──────── RECORD SET ────────
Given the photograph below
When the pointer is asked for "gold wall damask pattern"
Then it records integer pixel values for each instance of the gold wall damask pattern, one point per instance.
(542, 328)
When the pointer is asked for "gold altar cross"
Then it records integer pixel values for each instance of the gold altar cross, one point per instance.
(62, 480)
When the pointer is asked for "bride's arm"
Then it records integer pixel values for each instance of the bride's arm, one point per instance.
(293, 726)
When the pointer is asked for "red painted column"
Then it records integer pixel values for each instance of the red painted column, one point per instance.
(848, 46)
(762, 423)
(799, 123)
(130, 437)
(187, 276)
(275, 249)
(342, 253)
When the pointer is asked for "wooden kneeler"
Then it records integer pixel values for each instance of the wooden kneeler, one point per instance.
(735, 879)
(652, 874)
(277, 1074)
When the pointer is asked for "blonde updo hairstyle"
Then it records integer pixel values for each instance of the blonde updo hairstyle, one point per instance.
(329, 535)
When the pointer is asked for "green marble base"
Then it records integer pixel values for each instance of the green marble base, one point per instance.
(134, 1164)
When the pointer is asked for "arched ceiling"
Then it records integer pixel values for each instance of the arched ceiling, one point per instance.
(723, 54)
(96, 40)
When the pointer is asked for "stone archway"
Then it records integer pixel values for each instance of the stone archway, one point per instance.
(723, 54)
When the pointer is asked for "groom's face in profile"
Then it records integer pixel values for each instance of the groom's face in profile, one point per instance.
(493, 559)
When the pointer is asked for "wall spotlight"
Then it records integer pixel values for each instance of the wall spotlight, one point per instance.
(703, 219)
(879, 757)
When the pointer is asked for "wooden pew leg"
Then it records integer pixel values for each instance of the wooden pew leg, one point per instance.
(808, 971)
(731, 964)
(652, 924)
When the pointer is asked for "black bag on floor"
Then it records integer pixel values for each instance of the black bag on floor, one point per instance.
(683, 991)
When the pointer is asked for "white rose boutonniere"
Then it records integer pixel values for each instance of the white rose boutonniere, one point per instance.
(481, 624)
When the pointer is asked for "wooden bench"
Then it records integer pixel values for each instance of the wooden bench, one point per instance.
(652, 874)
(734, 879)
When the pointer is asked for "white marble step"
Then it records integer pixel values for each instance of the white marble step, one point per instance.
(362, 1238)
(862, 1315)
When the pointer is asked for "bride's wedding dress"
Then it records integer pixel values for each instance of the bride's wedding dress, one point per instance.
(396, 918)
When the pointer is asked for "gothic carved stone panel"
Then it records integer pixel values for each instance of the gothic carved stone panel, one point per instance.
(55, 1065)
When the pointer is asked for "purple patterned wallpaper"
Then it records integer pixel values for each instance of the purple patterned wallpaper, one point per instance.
────────
──────── RECORD SET ────────
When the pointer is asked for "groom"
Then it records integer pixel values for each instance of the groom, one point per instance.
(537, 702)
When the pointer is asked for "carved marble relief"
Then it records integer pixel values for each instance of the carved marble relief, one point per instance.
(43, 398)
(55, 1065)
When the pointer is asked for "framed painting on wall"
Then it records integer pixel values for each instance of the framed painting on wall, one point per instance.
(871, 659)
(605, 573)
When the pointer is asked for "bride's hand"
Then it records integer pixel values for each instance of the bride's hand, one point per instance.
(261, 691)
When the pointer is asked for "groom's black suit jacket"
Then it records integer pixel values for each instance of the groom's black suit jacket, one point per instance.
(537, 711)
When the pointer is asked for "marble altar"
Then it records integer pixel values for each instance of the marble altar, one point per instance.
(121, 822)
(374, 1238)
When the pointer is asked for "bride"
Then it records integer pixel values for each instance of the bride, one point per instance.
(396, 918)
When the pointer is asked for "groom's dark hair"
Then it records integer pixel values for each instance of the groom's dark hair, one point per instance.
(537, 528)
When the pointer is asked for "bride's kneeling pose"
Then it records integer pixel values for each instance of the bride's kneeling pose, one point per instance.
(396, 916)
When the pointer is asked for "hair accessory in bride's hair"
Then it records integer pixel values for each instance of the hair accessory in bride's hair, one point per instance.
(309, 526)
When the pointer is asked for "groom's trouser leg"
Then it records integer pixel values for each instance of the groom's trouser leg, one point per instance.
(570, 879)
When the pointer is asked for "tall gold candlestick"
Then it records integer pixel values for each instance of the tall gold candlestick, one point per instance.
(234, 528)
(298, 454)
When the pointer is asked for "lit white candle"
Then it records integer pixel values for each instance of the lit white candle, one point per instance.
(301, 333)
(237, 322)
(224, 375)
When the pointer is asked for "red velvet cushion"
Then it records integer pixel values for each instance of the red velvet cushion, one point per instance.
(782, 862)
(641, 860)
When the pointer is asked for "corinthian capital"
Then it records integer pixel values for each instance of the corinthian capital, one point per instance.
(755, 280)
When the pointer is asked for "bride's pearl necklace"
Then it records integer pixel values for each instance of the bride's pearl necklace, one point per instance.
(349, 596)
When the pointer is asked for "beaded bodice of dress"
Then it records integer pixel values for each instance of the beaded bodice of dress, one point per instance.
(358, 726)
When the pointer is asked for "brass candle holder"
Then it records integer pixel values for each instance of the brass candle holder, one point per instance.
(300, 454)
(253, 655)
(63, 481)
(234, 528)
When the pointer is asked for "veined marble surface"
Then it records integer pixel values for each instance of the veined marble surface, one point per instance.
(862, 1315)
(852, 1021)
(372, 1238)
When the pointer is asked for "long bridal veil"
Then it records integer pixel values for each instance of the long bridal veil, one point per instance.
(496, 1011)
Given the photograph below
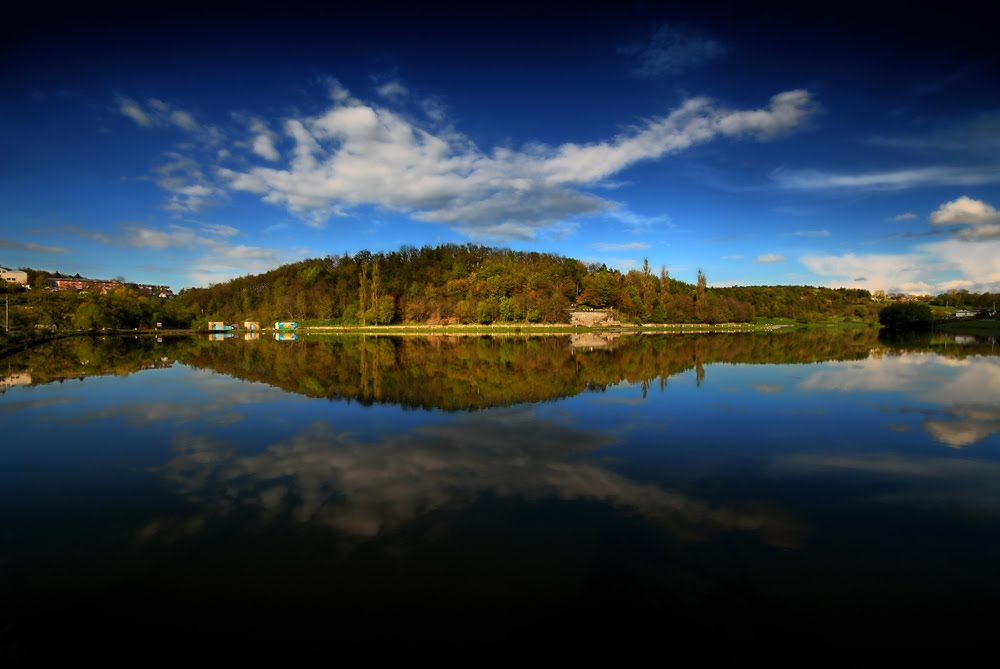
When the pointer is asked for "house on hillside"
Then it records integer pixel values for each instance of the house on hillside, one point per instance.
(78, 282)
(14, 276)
────────
» DO THIS
How many lines in the rows above contain the string "wallpaper", matching case exactly? Reply with the number alone.

» ANSWER TO THE TASK
2